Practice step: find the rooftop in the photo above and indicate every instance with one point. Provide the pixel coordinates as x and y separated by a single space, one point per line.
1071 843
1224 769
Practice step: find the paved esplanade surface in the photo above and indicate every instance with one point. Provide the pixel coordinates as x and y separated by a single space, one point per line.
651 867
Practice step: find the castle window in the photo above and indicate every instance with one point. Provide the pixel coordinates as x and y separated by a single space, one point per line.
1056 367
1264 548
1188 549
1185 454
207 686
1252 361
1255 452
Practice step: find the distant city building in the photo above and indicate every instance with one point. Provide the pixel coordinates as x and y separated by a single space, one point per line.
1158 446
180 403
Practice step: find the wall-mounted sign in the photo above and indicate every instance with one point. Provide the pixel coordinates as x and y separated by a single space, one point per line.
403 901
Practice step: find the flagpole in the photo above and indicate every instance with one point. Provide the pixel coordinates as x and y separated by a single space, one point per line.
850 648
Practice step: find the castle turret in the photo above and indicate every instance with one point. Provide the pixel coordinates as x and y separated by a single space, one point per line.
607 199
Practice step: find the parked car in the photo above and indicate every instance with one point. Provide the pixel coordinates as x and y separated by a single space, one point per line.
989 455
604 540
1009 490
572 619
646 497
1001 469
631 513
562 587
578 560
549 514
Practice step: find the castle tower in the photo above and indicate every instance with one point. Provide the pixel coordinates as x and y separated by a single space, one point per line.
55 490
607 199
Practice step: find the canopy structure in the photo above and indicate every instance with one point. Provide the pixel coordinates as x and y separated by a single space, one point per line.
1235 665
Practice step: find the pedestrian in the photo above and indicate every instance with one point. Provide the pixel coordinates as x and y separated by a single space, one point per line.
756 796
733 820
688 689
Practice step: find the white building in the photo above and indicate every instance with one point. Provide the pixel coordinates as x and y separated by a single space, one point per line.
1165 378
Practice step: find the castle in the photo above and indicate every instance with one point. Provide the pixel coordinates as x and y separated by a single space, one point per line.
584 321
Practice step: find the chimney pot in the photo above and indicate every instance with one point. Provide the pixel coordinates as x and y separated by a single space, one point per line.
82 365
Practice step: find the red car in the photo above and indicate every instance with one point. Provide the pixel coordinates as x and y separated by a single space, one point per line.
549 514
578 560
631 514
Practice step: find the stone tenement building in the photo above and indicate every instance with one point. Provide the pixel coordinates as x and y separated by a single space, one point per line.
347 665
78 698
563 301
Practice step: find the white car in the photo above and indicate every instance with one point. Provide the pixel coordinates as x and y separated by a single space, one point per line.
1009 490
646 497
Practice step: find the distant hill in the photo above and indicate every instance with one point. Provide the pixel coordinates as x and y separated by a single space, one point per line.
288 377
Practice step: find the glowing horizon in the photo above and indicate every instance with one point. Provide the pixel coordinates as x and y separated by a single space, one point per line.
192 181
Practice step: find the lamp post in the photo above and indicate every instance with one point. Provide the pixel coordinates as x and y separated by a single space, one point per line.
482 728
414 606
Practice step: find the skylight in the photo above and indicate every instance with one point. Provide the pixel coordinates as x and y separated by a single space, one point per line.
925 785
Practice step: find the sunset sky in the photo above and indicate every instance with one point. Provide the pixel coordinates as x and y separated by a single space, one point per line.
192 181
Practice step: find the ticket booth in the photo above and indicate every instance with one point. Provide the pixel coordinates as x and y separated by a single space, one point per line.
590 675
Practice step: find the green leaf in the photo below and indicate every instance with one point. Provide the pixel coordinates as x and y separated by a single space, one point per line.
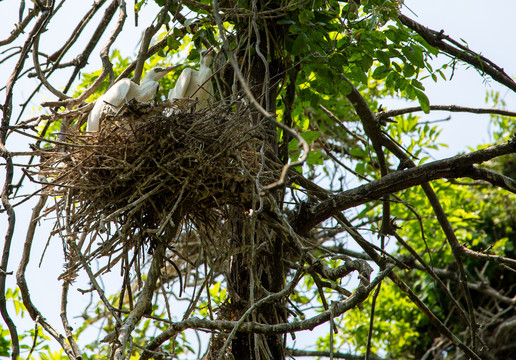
305 17
423 101
310 136
383 57
299 45
381 72
415 55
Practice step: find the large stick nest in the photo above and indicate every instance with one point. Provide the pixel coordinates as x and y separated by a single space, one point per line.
144 167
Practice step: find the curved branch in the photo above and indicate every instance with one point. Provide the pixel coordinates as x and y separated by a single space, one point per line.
452 108
22 283
39 73
20 27
493 178
82 59
270 117
453 167
451 47
9 172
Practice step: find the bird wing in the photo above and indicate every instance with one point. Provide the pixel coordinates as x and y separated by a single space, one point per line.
179 91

Task prompt:
Switch every "Practice step" in the lines above to "Labeling task", and give all the lines again with nothing else changed. Leave the pictures out.

The completed task:
Labeling task: find the rooftop in the photo above and indicate every instance with one point. Provide the pixel coordinates as x and y separated by a single space, one point per line.
1071 843
1224 769
Labeling task: find the paved esplanade surface in the photo above and indicate every instance with one point. Provide the pixel coordinates as x and y separated by a single space, one point per line.
651 867
Labeling task: find the castle window in the photo above and indicate every instance with one point. Provide the pixel coordinates as x and y separated by a single space, one point per line.
1056 367
1264 548
1188 549
1185 454
207 686
1252 361
1255 452
Labeling task: find the distant city building in the photo above and indicate every instance with one point. Provide the pixel coordinates as x and y separated by a single space, one point per line.
1158 446
180 403
Labeling task: find the wall-mounted sign in the photo above and indicate every instance with one point. Provide the pixel coordinates as x and y separated by a single space, one point per line.
403 901
Labeling task: find the flagpole in the photo above and indicate every instance with one point. Provide the pixel coordinates as x and y separated by a single space, one point per line.
850 648
Labeling task: find the castle turret in the photo above and indicate every instance with one point. Provide the pixel coordinates as x and y separated by a single space, one point per line.
607 199
Labeling task: find the parked car in the photo above and indicate every instance with one point. Provide the pixel coordinates as x and y separated by a single space, one point per line.
989 455
604 540
1009 490
572 619
646 497
1001 469
631 513
562 587
578 560
549 514
Labeling task: find the castle tower in the photo above and indicate every instance with one point. Provide the pixel coordinates as x and y separated by a single space, one point per line.
55 490
607 199
Labeling task: find the canopy structure in the photo above and indicate every instance with one point. Provide the pixel coordinates as x and y separated by a single space, one point per line.
1235 665
Labeling task: find the pedestrian in the photo above and indicate every instance with one point. Provide the pixel coordinates as x and y separated by a single space, one point per line.
756 796
733 820
688 689
Labeling task: find the white building in the photo above and indicate every instance with one point. Provide the pixel coordinates as x and y separated by a single space, one point per line.
1165 378
Labeling task: find the castle in the photo above and indicate every instance with one point. Provide the pixel coordinates as x and y separated by a single space, one point per line.
584 321
Labeling task: find the chimney pot in the photo above and indicate every instance with one point. Provide the pixel coordinates as x and y separated by a single space, one point per line.
82 365
Labeling task: find the red car in the photo above and indicate every instance with one point. Provide the pixel coordinates as x and y separated by a single space, one point per line.
549 514
578 560
631 514
Labeling task: find the stone tenement building in the photo above and indicate every instance with one point. Provide the pixel coordinates as x and y separated by a single space, one point per line.
347 665
78 698
563 301
Labeling task: find the white car in the photo above and indicate every instance with one point. Provide the pixel coordinates as x and y separated by a single space, one point per line.
1009 490
646 497
Labeling task: find the distant hill in the photo above and indicate every instance with one point. Provide the pixel coordinates as x and y separated by a single space, one point per line.
288 377
Labeling task: find the glowing horizon in the photo above and indicate every instance with one point. Provide the pixel coordinates as x and y separated by a single space, one point per line.
192 181
Labeling task: find the lamp post in the photo above and indicate every instance with one point. Provide the pixel coordinates as x and y separated by a single space, one point per line.
482 728
414 606
Labeling task: find the skylight in the photo above and indicate every instance with one point. Provide the pixel coordinates as x and y separated by a single space, one point per line.
925 785
Labeling task: find the sunset sky in the photo above and indicate every instance with one point. Provide the pixel coordinates as x and y separated by a single space, one point per line.
192 181
Labeling task: find the ticket booth in the photo above and indicate every instance with one point. Provide the pixel coordinates as x and y separated by a single space, one point per line.
590 675
Labeling task: find the green leaf in the photo below and indicate every instance with one point. Provide the pixel coordinates as x and y separated by a single space, one point per line.
305 17
423 101
310 136
383 57
299 45
381 72
415 55
Labeling task: find the large stick nest in the photo above and indicate every instance with one point. Provide the pixel coordinates as x and y separated by a single space, one point per line.
144 167
Labeling task: find the curved branch in the photo above and indicate every instance with one point. Provide the pixel coordinates as x and y separated by a single space, one point per line.
452 108
22 283
39 73
20 27
493 178
82 59
270 117
453 167
451 47
9 172
Labeling task: find the bird wing in the photo above and indicate every instance with one point. Provide the pixel coordinates as x and y separated by a single space, one point per line.
179 91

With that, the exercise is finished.